▶ _Document_:
* BEGIN *

Société de Transport Interurbains du Val d'Oise
- Founded: 1974
- Ceased operation: 31 December 2023 (renamed Cergy-Pontoise Confluence)
- Headquarters: Génicourt
- Locale: Cergy-Pontoise
- Service area: France
- Service type: Urban bus service
- Routes: 18 lines
- Stops: 584 stops, 288 shelters
- Fleet: 97 buses, 34 articulated
- Daily ridership: 78 000
- Website: http://www.stivo.com

= Société de Transport Interurbains du Val d'Oise =

The Société de Transport Interurbains du Val d'Oise, or STIVO, is the bus company operating urban buses in Cergy-Pontoise in the département of Val-d'Oise, France. The company was created in 1974 by Cars Giraux and Cars Lacroix with the task of transporting the increasing population of the new town of Cergy-Pontoise. At the time, the network consisted of two lines.

In 1975, It's the RATP which manages the network of the new city and charters the STIVO, the historical operator. The lines are numbered in the 400 range, according to the general RATP Paris region plan, which reserves this range for new cities. The network consisted of 6 lines.

* END *

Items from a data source
* BEGIN *

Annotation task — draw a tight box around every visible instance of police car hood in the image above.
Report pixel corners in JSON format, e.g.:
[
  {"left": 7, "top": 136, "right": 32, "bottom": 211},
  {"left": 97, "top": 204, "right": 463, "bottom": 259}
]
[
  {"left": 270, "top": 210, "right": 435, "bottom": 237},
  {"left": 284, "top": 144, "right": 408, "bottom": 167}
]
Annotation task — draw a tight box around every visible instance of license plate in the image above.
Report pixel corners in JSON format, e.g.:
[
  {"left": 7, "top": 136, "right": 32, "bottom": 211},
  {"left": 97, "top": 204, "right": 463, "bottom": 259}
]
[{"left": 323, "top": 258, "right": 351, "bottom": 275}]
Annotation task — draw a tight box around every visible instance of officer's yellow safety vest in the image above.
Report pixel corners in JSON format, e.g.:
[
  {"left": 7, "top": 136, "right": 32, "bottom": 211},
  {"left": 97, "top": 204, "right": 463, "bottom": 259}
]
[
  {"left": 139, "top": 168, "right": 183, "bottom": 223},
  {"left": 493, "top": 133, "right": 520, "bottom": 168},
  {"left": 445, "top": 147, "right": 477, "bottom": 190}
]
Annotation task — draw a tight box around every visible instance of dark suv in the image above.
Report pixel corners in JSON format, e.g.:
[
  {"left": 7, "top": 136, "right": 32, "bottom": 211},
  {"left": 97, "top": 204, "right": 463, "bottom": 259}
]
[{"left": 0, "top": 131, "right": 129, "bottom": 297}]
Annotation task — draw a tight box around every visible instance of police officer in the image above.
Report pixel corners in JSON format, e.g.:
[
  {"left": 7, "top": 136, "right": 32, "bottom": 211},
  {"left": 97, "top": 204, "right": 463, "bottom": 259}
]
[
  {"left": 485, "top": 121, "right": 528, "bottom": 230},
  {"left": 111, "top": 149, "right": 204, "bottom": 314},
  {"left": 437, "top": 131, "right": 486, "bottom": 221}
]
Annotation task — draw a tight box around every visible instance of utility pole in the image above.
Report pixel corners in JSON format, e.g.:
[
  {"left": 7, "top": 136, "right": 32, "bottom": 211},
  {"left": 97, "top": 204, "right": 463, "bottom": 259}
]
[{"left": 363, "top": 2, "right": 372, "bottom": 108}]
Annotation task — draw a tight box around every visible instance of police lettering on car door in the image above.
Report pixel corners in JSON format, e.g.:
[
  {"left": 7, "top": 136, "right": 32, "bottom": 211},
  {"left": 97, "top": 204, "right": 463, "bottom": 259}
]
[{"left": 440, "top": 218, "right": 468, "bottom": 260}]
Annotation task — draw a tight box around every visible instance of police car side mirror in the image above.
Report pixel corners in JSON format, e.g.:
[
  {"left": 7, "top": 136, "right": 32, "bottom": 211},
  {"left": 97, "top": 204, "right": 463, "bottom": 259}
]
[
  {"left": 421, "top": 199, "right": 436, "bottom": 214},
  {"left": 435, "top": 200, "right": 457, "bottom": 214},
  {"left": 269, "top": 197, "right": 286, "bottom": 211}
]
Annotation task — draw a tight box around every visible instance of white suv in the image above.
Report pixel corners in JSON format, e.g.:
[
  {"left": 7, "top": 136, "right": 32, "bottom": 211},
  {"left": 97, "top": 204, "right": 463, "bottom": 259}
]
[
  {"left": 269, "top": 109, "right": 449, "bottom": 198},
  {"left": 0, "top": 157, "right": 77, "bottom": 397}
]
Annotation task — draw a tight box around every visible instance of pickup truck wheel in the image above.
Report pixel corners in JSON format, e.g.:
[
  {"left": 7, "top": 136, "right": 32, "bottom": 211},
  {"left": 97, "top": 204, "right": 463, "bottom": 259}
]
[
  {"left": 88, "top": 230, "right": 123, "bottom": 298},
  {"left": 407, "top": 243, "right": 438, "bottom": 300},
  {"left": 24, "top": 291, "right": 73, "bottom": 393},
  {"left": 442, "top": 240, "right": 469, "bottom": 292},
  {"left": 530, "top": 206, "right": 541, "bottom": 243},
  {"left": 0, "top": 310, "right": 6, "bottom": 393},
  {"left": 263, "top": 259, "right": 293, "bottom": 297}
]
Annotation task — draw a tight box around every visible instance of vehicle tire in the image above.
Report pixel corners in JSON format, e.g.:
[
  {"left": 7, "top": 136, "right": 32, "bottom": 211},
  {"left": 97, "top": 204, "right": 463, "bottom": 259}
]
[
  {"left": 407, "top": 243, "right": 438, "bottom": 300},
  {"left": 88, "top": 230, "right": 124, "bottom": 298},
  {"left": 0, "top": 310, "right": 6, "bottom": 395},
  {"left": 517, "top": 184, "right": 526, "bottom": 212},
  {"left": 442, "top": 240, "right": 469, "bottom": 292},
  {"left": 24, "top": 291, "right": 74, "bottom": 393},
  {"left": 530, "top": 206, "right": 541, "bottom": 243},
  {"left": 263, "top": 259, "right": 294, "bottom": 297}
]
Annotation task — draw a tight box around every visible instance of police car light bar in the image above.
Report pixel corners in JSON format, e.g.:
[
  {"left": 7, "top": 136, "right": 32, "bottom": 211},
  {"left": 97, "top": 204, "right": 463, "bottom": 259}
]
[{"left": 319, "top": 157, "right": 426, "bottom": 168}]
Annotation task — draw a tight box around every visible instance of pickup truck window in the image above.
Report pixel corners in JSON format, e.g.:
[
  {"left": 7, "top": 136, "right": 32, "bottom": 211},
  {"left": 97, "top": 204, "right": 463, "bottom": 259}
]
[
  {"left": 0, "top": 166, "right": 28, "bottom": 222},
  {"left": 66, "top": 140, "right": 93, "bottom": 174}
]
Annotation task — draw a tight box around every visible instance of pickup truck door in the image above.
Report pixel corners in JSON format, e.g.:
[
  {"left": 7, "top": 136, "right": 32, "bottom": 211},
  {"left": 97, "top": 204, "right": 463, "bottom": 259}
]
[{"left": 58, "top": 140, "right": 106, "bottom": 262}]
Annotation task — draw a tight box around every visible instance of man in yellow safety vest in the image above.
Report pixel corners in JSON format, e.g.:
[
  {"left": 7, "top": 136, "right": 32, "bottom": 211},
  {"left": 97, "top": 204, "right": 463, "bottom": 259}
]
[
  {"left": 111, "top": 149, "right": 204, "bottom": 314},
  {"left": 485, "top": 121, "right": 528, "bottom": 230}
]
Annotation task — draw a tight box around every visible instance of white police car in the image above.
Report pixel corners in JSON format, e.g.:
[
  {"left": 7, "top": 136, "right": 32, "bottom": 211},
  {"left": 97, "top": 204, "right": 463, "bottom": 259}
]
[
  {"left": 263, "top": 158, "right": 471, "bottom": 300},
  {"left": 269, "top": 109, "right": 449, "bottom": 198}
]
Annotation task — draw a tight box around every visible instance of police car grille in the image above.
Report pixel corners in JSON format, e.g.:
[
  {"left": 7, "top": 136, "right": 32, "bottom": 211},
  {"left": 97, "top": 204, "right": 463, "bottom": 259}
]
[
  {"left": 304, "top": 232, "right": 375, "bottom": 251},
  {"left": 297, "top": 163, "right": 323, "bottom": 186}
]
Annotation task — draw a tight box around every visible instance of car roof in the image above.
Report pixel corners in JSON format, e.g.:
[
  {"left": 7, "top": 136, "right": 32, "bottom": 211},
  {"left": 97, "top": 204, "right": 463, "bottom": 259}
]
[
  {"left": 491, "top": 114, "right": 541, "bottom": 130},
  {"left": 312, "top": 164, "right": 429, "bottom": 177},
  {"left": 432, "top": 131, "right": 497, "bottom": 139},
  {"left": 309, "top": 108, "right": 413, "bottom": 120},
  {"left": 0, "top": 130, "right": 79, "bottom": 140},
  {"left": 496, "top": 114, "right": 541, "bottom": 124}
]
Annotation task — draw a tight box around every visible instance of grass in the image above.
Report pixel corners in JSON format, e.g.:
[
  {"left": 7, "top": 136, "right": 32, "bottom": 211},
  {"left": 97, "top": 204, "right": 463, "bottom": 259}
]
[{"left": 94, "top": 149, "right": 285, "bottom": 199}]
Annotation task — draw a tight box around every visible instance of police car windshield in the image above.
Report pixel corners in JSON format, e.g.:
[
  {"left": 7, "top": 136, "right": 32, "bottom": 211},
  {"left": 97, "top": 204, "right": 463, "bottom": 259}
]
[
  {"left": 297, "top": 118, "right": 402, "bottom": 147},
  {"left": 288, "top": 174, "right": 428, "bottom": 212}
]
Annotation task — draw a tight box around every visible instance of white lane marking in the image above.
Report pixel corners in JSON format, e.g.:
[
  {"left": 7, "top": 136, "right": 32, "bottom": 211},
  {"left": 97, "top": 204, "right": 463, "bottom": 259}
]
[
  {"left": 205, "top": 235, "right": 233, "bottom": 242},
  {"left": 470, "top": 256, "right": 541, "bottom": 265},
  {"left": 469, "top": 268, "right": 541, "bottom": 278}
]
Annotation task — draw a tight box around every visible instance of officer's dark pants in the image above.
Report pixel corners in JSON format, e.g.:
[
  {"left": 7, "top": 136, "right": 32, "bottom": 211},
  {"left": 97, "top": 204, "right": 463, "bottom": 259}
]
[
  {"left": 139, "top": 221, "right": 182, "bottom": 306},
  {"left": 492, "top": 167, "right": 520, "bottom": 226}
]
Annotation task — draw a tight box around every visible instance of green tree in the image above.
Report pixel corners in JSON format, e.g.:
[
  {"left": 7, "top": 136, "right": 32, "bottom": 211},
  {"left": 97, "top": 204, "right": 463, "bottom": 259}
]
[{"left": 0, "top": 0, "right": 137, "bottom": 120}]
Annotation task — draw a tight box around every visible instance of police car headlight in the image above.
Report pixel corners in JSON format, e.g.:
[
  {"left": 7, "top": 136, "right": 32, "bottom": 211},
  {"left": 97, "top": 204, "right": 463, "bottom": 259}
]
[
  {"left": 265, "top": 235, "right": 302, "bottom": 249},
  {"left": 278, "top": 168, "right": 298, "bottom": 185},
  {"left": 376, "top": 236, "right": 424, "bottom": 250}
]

* END *

▶ _What to work on_:
1. Transcribe the passage of the STIVO article from "In 1975, It's" to "of 6 lines.".
2. According to the STIVO article, how many lines made up the network when the company was created in 1974?

▶ _Worked answers_:
1.
In 1975, It's the RATP which manages the network of the new city and charters the STIVO, the historical operator. The lines are numbered in the 400 range, according to the general RATP Paris region plan, which reserves this range for new cities. The network consisted of 6 lines.

2. Two lines.